WHAT YOU ARE ASKED TO DO ▸ Can you rewrite the material below with every "Pick out" changed to "Locate", keeping everything else the same and omitting the pictures?

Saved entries
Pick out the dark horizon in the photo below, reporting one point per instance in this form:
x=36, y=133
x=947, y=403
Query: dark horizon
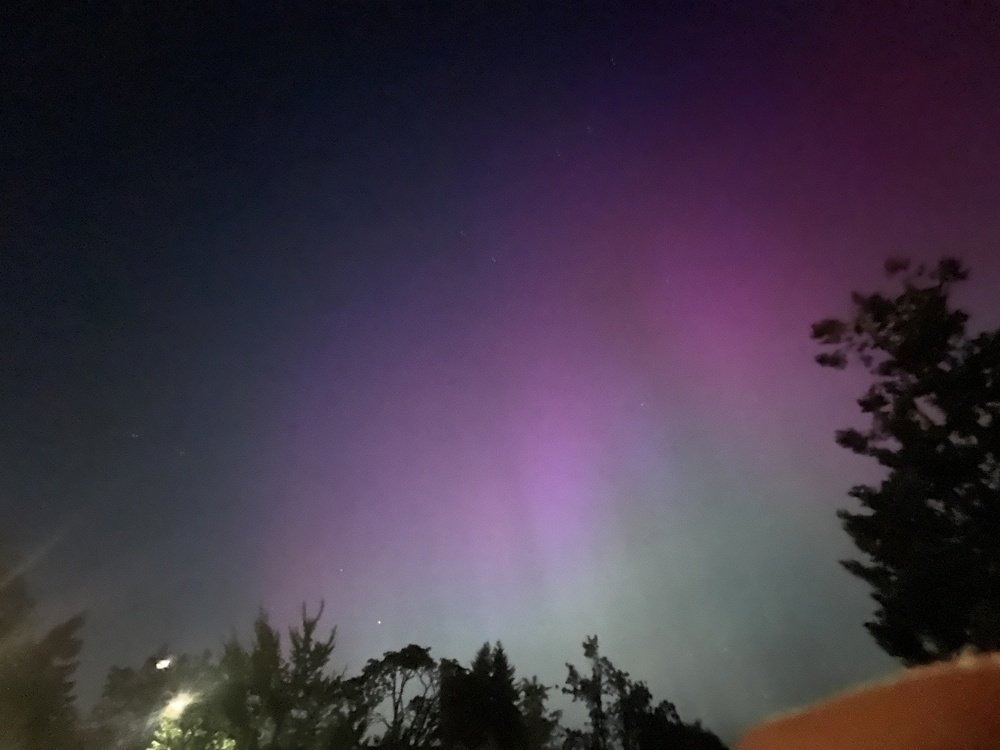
x=476, y=321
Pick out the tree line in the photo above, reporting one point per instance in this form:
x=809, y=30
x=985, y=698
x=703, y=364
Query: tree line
x=276, y=693
x=928, y=534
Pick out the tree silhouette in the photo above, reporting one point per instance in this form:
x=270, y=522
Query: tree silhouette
x=930, y=532
x=37, y=710
x=399, y=693
x=271, y=701
x=622, y=715
x=127, y=714
x=479, y=705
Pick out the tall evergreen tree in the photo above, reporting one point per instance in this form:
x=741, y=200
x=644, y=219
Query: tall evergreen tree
x=929, y=533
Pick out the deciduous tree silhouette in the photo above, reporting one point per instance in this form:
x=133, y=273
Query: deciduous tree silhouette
x=399, y=693
x=37, y=710
x=479, y=705
x=622, y=715
x=929, y=533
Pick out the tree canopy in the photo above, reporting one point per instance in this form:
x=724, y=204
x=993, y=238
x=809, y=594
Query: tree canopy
x=929, y=533
x=37, y=709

TASK OUTPUT ▸
Locate the dark horizon in the photo below, reporting one point per instance in this form:
x=36, y=133
x=947, y=403
Query: dark horizon
x=476, y=321
Locate the tree line in the photo above, reporting one point per instance in this form:
x=809, y=30
x=985, y=698
x=703, y=364
Query: tree line
x=276, y=693
x=928, y=534
Locate the tree silhouette in the photo above, reporting one point per instance in this form:
x=270, y=522
Query: tree silhouette
x=930, y=532
x=37, y=710
x=399, y=693
x=271, y=701
x=622, y=715
x=127, y=714
x=479, y=705
Locate the tall evergreen tree in the photo above, reporting one point per instance in this form:
x=741, y=200
x=644, y=219
Query: tall evergreen tree
x=929, y=533
Locate the deciduous tree silhouette in the photo above, reporting one point per instance in this form:
x=133, y=273
Query: deciduous tree silhouette
x=399, y=693
x=37, y=710
x=479, y=705
x=622, y=715
x=929, y=533
Locate the tree canopy in the photo above, reporting one point per instance in this form:
x=724, y=204
x=993, y=238
x=809, y=594
Query: tree canopy
x=929, y=533
x=37, y=709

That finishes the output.